Thursday, March 17, 2016

Teori                               : Konsumsi
Tafsir Indonesia            : Al Maraghi, Al-Misbah dan Al Azha
Oleh                            : Syaikh Ahmad Musthafa Al Maraghi, M. Quraish Shihab    dan Prof. Dr. Hamka

PERILAKU KONSUMEN

Q.S. Al-Furqan ayat 67
وَالَّذِيْنَ اِذَااَنْفَقُوْ الَمْ يُسْرِ فُوْ اوَلَمْ يَقْتُرُوْاوَكاَنَ بَيْنَ ذَ لِكَ قَوَامًا
“Dan (termasuk hamba-hamba Tuhan Yang Maha Pengasih) orang-orang yang apabila menginfakkan (harta), mereka tidak berlebihan, dan tidak (pula) kikir, diantara keduanya secara wajar.”

Mufrodat (Kosa kata)

وَالَّذِيْن      : Dan (termasuk hamba-hamba Tuhan Yang Maha Pengasih) orang-orang
اِذَااَنْفَقُو     : Apabila menginfakkan (harta)
الَمْ يُسْرِ فُوْ        : Tidak melampaui batas dalam mengeluarkan nafkah karena melihat saingannya    yang mempunyai harta
اوَلَمْ يَقْتُرُو          : Tidak pula kikir    
قَوَامًا          : Keduanya secara wajar (Pertengahan, sederhana)

** KETENTUAN TUGAS **
**1)** Tuliskan semua nama penulis tafsir yang tercantum pada baris "Oleh" dalam kutipan dokumen tentang perilaku konsumen di atas.
**2)** Teruskan kutipan dokumen tentang perilaku konsumen di atas, mulai setelah entri kosakata terakhirnya.

** DATA YANG DIBERIKAN **

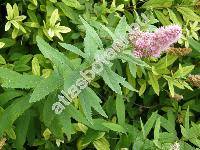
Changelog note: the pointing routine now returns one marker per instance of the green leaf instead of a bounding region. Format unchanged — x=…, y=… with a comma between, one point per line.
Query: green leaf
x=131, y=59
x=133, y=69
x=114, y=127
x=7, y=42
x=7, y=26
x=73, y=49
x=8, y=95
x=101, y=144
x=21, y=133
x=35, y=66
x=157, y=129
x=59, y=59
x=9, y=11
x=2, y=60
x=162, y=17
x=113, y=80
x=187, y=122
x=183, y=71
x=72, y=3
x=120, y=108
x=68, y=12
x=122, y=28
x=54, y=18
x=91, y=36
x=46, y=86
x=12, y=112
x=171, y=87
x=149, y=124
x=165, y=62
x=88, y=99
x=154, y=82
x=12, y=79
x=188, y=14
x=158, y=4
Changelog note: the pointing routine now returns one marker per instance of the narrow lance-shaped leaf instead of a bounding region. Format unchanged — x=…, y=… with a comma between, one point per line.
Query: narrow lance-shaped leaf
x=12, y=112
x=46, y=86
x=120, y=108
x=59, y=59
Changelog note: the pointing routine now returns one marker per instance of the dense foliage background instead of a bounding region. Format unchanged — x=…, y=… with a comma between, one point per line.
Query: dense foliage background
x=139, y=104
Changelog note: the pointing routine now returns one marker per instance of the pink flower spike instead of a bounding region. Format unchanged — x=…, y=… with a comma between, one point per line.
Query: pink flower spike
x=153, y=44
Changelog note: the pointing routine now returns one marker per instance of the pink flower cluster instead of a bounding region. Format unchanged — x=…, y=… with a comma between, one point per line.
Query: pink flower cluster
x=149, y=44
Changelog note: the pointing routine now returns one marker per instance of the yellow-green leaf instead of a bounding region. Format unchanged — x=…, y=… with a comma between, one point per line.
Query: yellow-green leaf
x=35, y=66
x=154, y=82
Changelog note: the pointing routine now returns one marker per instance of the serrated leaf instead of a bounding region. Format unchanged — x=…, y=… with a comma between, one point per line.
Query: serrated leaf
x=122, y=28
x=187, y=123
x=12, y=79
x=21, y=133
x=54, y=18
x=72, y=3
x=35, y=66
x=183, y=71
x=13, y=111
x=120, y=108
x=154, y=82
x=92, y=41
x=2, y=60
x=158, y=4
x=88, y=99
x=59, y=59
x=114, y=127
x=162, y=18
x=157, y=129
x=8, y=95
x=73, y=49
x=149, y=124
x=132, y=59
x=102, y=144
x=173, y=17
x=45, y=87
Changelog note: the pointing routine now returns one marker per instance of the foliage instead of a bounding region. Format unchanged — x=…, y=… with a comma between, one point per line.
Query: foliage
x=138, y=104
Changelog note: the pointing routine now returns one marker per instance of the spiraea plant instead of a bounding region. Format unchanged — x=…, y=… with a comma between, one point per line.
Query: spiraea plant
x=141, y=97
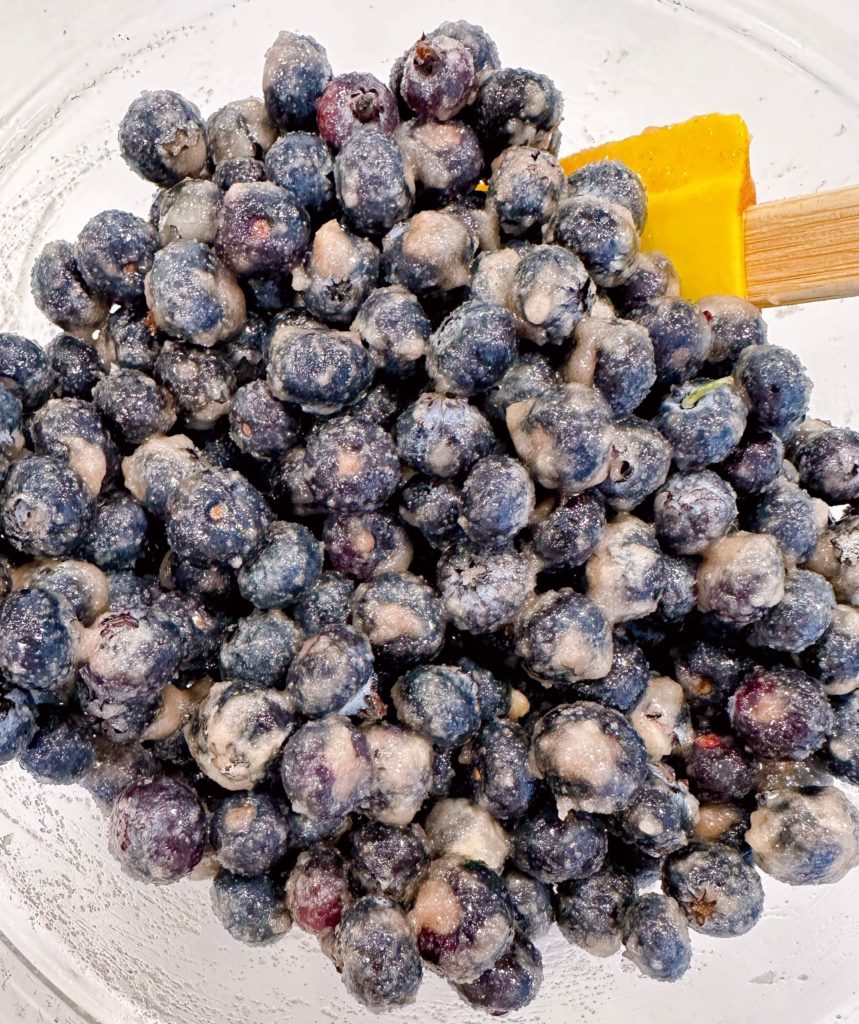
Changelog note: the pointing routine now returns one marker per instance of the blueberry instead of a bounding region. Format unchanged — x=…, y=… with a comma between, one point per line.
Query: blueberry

** JAWABAN LATIHAN **
**1)** Syaikh Ahmad Musthafa Al Maraghi, M. Quraish Shihab, Prof. Dr. Hamka

**2)**
Tafsir Indonesia
a.      Tafsir Al-Maraghi
Al-Maraghi menjelaskan bahwa orang-orang yang tidak berlaku mubadzir di dalam mengeluarkan nafkah, maka tidak mengeluarkannya lebih dari kebutuhan, tidak pula kikir terhadap diri mereka dan keluarga mereka, sehingga mengabaikan kewajiban terhadap mereka, tetapi mereka mengeluarkannya secara adil dan pertengahan, dan sebaik-baik perkara adalah yang paling pertengahan. Dikatakan : “Janganlah berlebihan dalam suatu urusan, tetapi hendaklah bersikap sederhana. Sebab, dua tepi dari kesederhanaan urusan itu adalah tercela.” Dikatakan pula “Jika seseorang memberikan kepada dirinya segala apa yang diingininya dan tidak mencegahnya, maka ia akan rindu kepada segala kebathilan; dan ia akan menuntunnya kepada dosa serta celaan dengan kemanisan yang sementara ia serukan kepadanya.”
Yazid bin Abu Habib mengatakan, mereka adalah para sahabat Muhamad saw. yang tidak memakan makanan untuk bersenang-senang dan berenak-enakan, tidak pula mengenakan pakaian untuk keindahan, tetapi mereka makan untuk menutupi kelaparan dan menguatkan mereka dalam beribadah kepada Tuhan, serta mengenakan pakaian untuk menutupi aurat dan melindungi mereka dari panas serta dingin.
Abdu ‘I-Malik bin Marwan bertanya kepada Umar bin Abdu ‘I Aziz ketika mengawinkan putrinya, Fatimah, kepadanya Apa nafkahmu?” Umar menjawab, “Kebaikan di antara dua keburukan.” Kemudian membaca ayat ini. Umar berkata pula kepada putranya Ashim, “Wahai anakku, makanlah setengah perutmu dan jangalah kamu mebuang pakaianmu sebelum ia buruk, jangan pula kamu termasuk suatu kaum yang menjadikan rezeki Allah di dalam peru mereka sendiri dan di punggung  mereka.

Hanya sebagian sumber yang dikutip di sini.